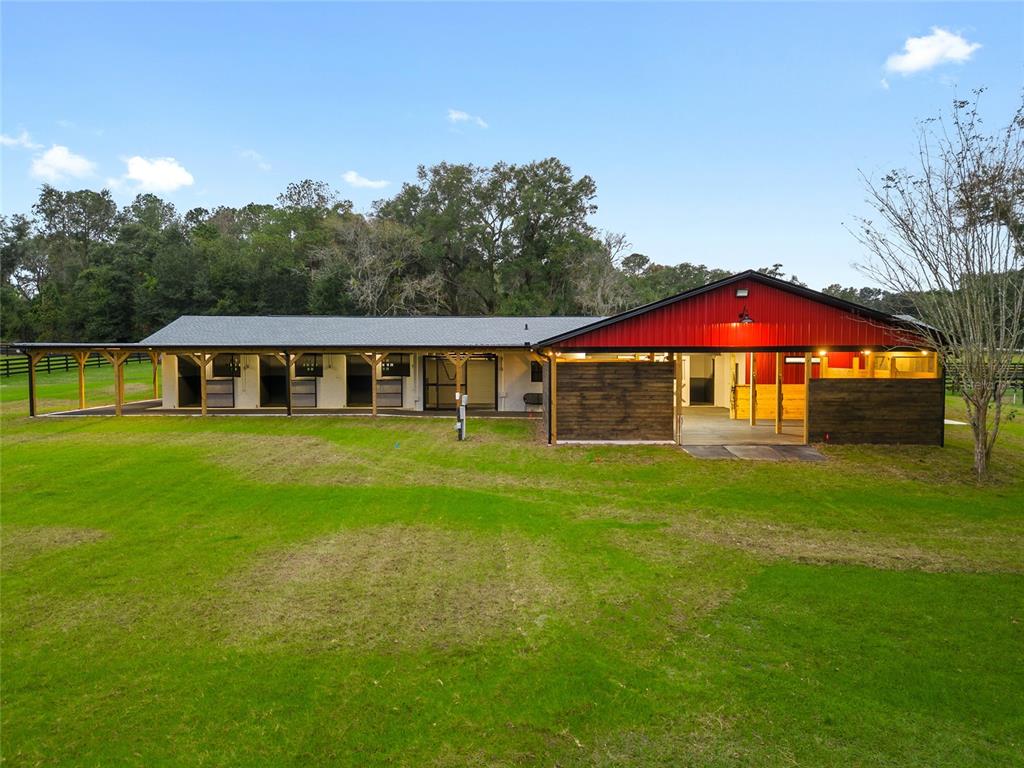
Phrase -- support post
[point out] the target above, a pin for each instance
(81, 358)
(778, 393)
(754, 390)
(678, 359)
(34, 357)
(117, 359)
(807, 397)
(155, 359)
(288, 383)
(374, 359)
(554, 399)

• _TASK GOAL_
Write out the lines above word for word, leaving out the pictures.

• _ANSWER TO THE PROBLEM_
Phrase -- support post
[point out] the target above, a pin for each instance
(81, 358)
(778, 393)
(754, 390)
(678, 359)
(34, 357)
(117, 359)
(807, 397)
(155, 359)
(288, 383)
(374, 359)
(554, 399)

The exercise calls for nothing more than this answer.